- _SOURCE TEXT_
I have been fortunate to see the growth of these works - often on a daily basis - since they began in 2005. I have also been lucky enough to sometimes sit in the studio as they are painted. What strikes one immediately is how great a change in emotional experience a single stroke of the brush has within an image. Admittedly, as the three-inch wide brushes he uses are a significant fraction of the horizontal dimension of each painting, a single stroke covers a wide area, and yet even the slightest dulling or brightening of a hue or tone does produce a wide change in the experience of the image. I should also add that it is hard to be an observer of these changes because they come thick and fast. For Michael Bennett paints very quickly, and there appears to be little consideration of what he is about to do or has just done. Some other instinct than consideration seems to guide the progress of the image. To the outside observer, already in love with what is there on the canvas (even if it is only fleetingly there) the headlong cascade of change seems reckless, even dangerous, risky at every turn, and yet as the pauses in the process attest, even if much that was stunning is lost as it is covered with a new layer of paint, the final product is always a net gain. To the studio observer this process is deeply impressive; for the artist seems to have entered another state. This confirms what I have long suspected about Michael Bennett’s activity; he seems to be addicted to the state of mind I have been describing; it is the activity of painting that he craves - not the finished product (and I have seen him destroy hundreds of large finished paintings, months of work, as if they were the dry residue of a living process that he values much more). In  a sense this state of mind is a makers version of the ‘stun’ produced in the onlooker, for it appears (and he himself confirms it in conversation) to involve a broad or even total engagement with the work in progress, one that temporarily switches off the critical and language-producing systems of the mind. There seems to be no remove, no conscious watching of the self engage with the work, but rather an instinctual sureness which suggest that other systems than the conscious guide the progress of the image. Michael Bennett has told me that there is something deathlike about a painting finished, and in this way we might see his addiction to the activity of painting as an addiction to living itself.

Entries drawn from a collection
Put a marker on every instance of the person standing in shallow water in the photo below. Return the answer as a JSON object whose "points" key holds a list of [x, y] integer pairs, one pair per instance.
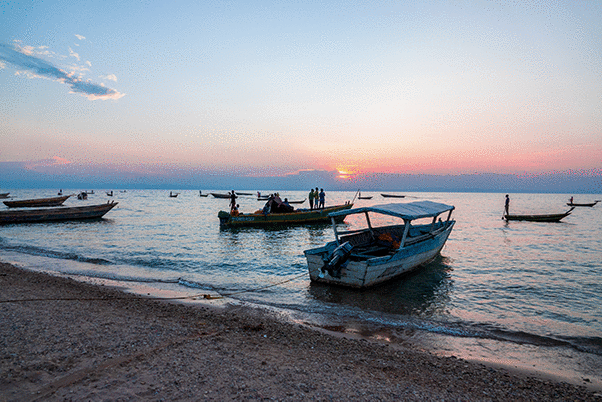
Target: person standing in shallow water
{"points": [[232, 200], [322, 196]]}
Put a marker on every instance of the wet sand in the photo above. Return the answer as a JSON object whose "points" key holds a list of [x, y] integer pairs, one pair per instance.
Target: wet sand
{"points": [[64, 340]]}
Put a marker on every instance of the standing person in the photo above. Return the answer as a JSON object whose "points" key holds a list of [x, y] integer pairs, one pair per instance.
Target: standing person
{"points": [[232, 200], [322, 198]]}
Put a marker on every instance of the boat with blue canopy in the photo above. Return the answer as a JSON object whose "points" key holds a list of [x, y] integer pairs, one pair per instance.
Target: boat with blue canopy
{"points": [[372, 255]]}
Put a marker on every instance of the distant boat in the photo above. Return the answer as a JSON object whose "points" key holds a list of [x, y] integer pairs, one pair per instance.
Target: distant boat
{"points": [[55, 214], [37, 202], [218, 195], [299, 217], [372, 255], [574, 204], [538, 217]]}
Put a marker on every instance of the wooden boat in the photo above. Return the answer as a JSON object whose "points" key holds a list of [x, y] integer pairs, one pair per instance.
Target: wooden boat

- _SHORT TASK 1_
State how many lines of the records contain the string "integer", treating uppercase and lowercase as distinct. Give only the number.
- _SHORT TASK 2_
Extend the passage on Michael Bennett's painting process, beginning immediately after its final sentence.

- _RIGHT ANSWER 1_
6

- _RIGHT ANSWER 2_
            
Being close to the place where these works are created I have also been privileged to talk to him about his own feelings and thoughts on the work.  Despite my awareness of the vital life-addiction he exhibits, and despite my own feelings of life-enhancing involvement in the paintings, both of which, with a little more reflection, might have alerted me to the prospect that only a keen awareness of non-life, of death, of non-being could produce such a powerful embracing of life, I was surprised to learn that he himself feels that the works are melancholy, indeed that they are informed throughout by a sense of loss. Perhaps this is a feeling of impending loss, as an artist approaching his 60th year feels that time now is not ‘unlimited’, but is surely limited and must be well used and savoured. I would also suppose that, mixed in with this, there may also be a sense of the loss of former youth. Certainly a deep awareness of time, or rather the spending of time, seems to be implied in his placing of so much importance on the transient effects of light and atmosphere. Michael Bennett once told me “While it might be nice to be alive on a clear Spring day, it is not something which I identify with, I can’t use it as a metaphor.” We should now turn our attention to the metaphoric aspect of his whole activity.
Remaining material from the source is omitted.